═════ Provided material
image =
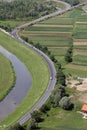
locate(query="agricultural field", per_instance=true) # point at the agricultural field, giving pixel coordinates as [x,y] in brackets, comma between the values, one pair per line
[58,33]
[7,76]
[33,62]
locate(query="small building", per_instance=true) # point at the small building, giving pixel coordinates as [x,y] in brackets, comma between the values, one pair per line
[84,111]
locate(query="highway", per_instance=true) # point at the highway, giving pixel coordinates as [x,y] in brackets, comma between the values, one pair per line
[50,64]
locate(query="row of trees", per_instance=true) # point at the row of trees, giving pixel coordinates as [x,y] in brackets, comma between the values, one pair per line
[58,97]
[21,9]
[72,2]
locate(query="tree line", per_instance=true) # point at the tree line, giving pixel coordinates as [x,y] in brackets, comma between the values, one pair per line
[21,9]
[58,97]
══════════
→ Exercise instructions: Give back every line of the records above without any changes, but leave out the pictures.

→ Result for this task:
image =
locate(query="agricultural field", per_instance=true) # point at the agricultural field, giving pixel coordinates as [x,y] in brackets, comma between the values, one pair per line
[58,33]
[7,76]
[33,62]
locate(query="small building", per_instance=true) # point at the small building, giving pixel coordinates as [x,y] in brackets, comma between the values, one pair per line
[84,111]
locate(query="highway", per_instance=true) # point at the highway, giving pixel coordinates as [x,y] in brackets, comma between the values, one pair per line
[50,64]
locate(query="row of trees", per_instance=true) # point at the row of trees, giving pixel coordinates as [x,y] in brackets, comma between the values, one pair per line
[58,97]
[21,9]
[72,2]
locate(query="tree line", per_instance=true) # point at the tree line, giving pixel coordinates as [x,y] in brackets, comma between the values, one pair per line
[21,9]
[58,97]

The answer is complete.